I found this page very informative: What is that bug in my Aquarium? .:. Various small creatures that can inhabit a Freshwater Invertebrate Aquarium


----------



## Ursus sapien

ngo911 said:


> I found this page very informative: What is that bug in my Aquarium? .:. Various small creatures that can inhabit a Freshwater Invertebrate Aquarium


good link.

The overwhelming majority of micro life in your shrimp tank is beneficial or benign. Someone accurately mentioned planaria as an exception; they can decimate an apple snail population and just generally make things unpleasant. Hydra can be a problem too, though the green hydra are overrated as a threat.

Typically, these animals are probably present in most fish-stocked aquariums. You don't see them so easily, since the fish either eat or harass the organisms into hiding.


----------



## stan

seems like as long as I don't get planaria or hydra. I can just leave those other micro life alone...

I suppose without fish in the take.. I can't really drive these micro life away. Otto cat seems to be the only absolutely shrimp baby safe fish. I wonder how well Otto cat would be able to control the population of micro life? since otto has a sucker mouth that's not meant for hunting.

(Outline annotation records)
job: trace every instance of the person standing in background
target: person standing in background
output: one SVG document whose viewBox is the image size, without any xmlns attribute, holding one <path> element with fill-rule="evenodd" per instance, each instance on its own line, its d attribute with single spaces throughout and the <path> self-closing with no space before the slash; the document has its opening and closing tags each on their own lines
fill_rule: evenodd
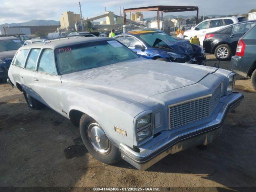
<svg viewBox="0 0 256 192">
<path fill-rule="evenodd" d="M 108 35 L 108 37 L 113 37 L 116 36 L 116 34 L 115 34 L 115 30 L 112 29 L 111 30 L 111 32 L 110 33 L 109 35 Z"/>
</svg>

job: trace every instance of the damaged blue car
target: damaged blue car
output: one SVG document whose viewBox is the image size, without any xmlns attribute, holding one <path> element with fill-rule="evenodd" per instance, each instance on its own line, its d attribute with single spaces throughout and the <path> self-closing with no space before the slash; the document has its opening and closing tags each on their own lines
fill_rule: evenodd
<svg viewBox="0 0 256 192">
<path fill-rule="evenodd" d="M 133 30 L 114 38 L 147 59 L 198 64 L 203 64 L 206 60 L 204 50 L 198 45 L 159 30 Z"/>
</svg>

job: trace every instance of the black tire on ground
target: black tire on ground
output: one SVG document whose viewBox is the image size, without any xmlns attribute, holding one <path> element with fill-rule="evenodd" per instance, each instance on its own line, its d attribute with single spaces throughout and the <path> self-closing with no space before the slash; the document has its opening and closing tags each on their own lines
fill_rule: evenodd
<svg viewBox="0 0 256 192">
<path fill-rule="evenodd" d="M 25 97 L 26 101 L 27 104 L 28 104 L 28 106 L 30 109 L 38 110 L 44 107 L 43 104 L 30 96 L 24 90 L 23 90 L 23 94 L 24 94 L 24 97 Z"/>
<path fill-rule="evenodd" d="M 108 140 L 106 136 L 106 138 L 109 141 L 109 145 L 108 147 L 108 149 L 106 153 L 103 154 L 97 151 L 93 146 L 89 138 L 88 130 L 91 127 L 91 125 L 94 124 L 98 125 L 99 127 L 101 128 L 100 125 L 92 118 L 86 114 L 82 116 L 80 120 L 80 134 L 86 149 L 94 158 L 101 162 L 108 164 L 112 164 L 117 163 L 121 159 L 121 154 L 119 150 Z M 95 138 L 96 137 L 96 136 Z"/>
<path fill-rule="evenodd" d="M 221 61 L 230 60 L 232 56 L 231 50 L 228 45 L 222 44 L 216 48 L 214 54 L 217 59 Z"/>
<path fill-rule="evenodd" d="M 252 76 L 251 76 L 251 81 L 252 81 L 252 84 L 255 90 L 256 90 L 256 69 L 252 72 Z"/>
<path fill-rule="evenodd" d="M 165 58 L 158 58 L 156 59 L 156 60 L 158 60 L 158 61 L 168 61 Z"/>
</svg>

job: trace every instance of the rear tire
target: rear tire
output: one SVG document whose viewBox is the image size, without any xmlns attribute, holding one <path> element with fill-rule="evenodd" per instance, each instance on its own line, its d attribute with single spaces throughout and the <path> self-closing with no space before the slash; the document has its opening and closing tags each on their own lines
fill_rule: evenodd
<svg viewBox="0 0 256 192">
<path fill-rule="evenodd" d="M 43 107 L 44 105 L 42 103 L 31 97 L 24 90 L 23 91 L 23 93 L 26 101 L 28 104 L 28 106 L 30 109 L 38 110 Z"/>
<path fill-rule="evenodd" d="M 83 114 L 80 120 L 80 129 L 84 144 L 96 159 L 108 164 L 121 160 L 119 149 L 109 140 L 103 129 L 92 118 Z"/>
<path fill-rule="evenodd" d="M 252 74 L 251 81 L 252 81 L 252 86 L 253 86 L 254 89 L 256 90 L 256 69 L 254 69 L 254 70 Z"/>
<path fill-rule="evenodd" d="M 231 50 L 228 45 L 222 44 L 216 48 L 214 54 L 217 59 L 221 61 L 229 60 L 231 58 Z"/>
</svg>

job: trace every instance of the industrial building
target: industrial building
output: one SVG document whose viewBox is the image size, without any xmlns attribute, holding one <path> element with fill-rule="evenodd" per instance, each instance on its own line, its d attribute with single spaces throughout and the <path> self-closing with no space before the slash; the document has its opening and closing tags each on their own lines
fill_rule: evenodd
<svg viewBox="0 0 256 192">
<path fill-rule="evenodd" d="M 174 18 L 171 20 L 173 22 L 174 27 L 178 27 L 182 25 L 186 25 L 186 20 L 182 18 Z"/>
<path fill-rule="evenodd" d="M 76 25 L 81 25 L 80 14 L 74 13 L 72 11 L 65 11 L 60 17 L 60 28 L 68 30 L 74 30 Z"/>
</svg>

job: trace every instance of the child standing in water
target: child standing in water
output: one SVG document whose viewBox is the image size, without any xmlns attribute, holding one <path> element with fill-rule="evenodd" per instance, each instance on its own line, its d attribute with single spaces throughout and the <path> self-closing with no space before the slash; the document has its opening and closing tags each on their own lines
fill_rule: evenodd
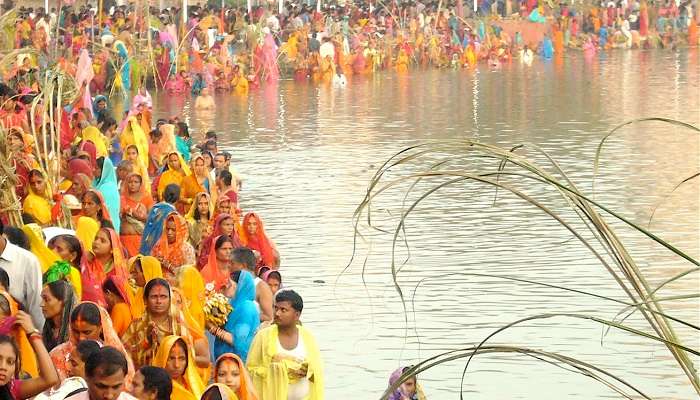
<svg viewBox="0 0 700 400">
<path fill-rule="evenodd" d="M 389 377 L 389 387 L 396 383 L 404 372 L 411 367 L 402 367 L 397 369 Z M 414 376 L 408 378 L 398 388 L 396 388 L 388 397 L 389 400 L 427 400 L 423 393 L 423 388 L 418 384 L 418 379 Z"/>
</svg>

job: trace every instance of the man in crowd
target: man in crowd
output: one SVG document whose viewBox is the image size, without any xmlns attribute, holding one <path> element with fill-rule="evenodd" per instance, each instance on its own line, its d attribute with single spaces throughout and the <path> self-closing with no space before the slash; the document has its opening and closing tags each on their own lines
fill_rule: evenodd
<svg viewBox="0 0 700 400">
<path fill-rule="evenodd" d="M 41 313 L 41 266 L 36 256 L 10 243 L 0 220 L 0 268 L 10 277 L 9 292 L 31 315 L 34 326 L 44 326 Z"/>
<path fill-rule="evenodd" d="M 279 291 L 275 323 L 260 330 L 250 346 L 248 371 L 265 400 L 323 399 L 321 353 L 311 332 L 299 322 L 303 308 L 297 292 Z M 277 373 L 280 369 L 282 376 Z"/>
<path fill-rule="evenodd" d="M 126 357 L 114 347 L 105 346 L 85 362 L 88 389 L 66 400 L 136 400 L 126 393 Z"/>
</svg>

# THINGS TO DO
1. Translate this sentence from the forum thread into Spanish: "The overwhelming majority of micro life in your shrimp tank is beneficial or benign."
2. According to the forum thread, why are these small creatures hard to see in aquariums stocked with fish?
The items are not needed for any of this work.

# EXERCISE RESULTS
1. La inmensa mayoría de la vida microscópica en tu acuario de camarones es beneficiosa o inofensiva.

2. They are probably present in most fish-stocked aquariums, but the fish either eat them or harass them into hiding. That is why they are not easy to see.